Input records
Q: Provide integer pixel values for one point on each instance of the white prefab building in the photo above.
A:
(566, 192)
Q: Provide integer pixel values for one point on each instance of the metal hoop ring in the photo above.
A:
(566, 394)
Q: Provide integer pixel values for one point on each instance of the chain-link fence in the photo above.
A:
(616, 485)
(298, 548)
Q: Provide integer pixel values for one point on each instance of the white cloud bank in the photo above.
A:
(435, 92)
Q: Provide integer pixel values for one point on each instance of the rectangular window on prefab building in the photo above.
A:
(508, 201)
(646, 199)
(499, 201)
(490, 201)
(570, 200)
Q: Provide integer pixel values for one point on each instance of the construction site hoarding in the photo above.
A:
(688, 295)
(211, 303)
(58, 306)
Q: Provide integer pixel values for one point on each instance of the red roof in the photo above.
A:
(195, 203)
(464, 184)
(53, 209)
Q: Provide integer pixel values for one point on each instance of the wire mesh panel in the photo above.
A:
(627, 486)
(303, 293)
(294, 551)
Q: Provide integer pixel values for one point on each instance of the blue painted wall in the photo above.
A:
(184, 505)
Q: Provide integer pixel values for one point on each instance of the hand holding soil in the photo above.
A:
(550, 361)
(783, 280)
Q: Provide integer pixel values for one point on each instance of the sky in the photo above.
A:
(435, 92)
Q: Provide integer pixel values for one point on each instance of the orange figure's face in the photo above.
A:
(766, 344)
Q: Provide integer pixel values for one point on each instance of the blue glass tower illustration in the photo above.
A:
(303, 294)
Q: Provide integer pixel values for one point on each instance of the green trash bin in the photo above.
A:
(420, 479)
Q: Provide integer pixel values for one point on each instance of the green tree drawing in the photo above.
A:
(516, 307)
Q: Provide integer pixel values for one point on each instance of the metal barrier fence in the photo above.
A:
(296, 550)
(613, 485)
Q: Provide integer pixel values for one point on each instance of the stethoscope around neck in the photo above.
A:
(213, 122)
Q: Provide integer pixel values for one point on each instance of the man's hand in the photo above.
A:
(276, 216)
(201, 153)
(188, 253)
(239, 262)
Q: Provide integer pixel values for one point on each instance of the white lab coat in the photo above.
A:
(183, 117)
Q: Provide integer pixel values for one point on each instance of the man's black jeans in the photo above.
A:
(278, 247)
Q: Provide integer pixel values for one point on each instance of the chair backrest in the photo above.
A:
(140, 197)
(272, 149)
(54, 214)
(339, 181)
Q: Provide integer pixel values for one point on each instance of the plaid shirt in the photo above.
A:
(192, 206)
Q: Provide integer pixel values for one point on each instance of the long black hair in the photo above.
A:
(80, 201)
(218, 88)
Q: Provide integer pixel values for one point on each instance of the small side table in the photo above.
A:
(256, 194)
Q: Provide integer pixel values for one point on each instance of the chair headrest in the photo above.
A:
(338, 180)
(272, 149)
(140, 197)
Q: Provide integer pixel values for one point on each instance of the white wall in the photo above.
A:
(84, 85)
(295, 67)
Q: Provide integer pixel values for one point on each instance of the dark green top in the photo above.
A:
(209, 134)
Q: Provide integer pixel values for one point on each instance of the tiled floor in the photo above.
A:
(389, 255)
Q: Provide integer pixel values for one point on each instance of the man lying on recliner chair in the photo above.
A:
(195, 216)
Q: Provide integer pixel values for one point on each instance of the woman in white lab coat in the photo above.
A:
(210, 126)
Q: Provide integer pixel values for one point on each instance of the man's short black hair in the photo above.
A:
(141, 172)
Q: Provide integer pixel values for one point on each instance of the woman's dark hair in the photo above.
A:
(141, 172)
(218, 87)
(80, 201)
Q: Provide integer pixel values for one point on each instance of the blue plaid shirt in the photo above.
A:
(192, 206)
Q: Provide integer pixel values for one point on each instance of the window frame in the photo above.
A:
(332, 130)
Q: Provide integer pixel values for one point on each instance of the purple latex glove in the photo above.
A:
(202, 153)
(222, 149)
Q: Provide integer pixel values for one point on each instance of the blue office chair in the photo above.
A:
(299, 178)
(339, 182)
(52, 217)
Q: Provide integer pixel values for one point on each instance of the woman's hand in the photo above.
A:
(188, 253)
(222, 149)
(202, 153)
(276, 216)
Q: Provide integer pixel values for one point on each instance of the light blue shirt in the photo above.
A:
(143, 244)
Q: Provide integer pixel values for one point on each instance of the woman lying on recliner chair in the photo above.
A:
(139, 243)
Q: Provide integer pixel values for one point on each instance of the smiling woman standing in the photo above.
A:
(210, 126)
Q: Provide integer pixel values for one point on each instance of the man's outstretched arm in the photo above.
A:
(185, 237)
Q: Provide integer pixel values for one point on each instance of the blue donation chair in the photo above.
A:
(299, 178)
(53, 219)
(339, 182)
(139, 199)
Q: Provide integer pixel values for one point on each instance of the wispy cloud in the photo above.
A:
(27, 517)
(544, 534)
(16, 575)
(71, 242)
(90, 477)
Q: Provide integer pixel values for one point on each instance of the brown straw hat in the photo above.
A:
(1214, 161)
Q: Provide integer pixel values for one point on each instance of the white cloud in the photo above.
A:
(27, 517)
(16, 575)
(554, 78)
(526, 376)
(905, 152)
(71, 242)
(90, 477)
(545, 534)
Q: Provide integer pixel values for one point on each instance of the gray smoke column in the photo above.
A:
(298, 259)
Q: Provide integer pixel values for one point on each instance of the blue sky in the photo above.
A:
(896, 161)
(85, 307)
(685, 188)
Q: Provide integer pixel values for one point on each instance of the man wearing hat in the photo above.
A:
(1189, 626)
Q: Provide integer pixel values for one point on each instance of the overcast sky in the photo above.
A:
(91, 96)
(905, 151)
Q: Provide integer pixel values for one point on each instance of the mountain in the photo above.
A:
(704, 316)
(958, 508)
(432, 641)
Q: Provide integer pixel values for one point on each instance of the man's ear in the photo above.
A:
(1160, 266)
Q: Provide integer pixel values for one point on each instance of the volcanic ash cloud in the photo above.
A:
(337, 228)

What this task involves
A copy of each line in the data above that holds the string "wall" is needed.

Finished task
Q: Provide integer pixel values for one point on each instance of the blue painted wall in the photo above.
Q: Provide integer pixel values for one point on each instance of the white wall in the photo above.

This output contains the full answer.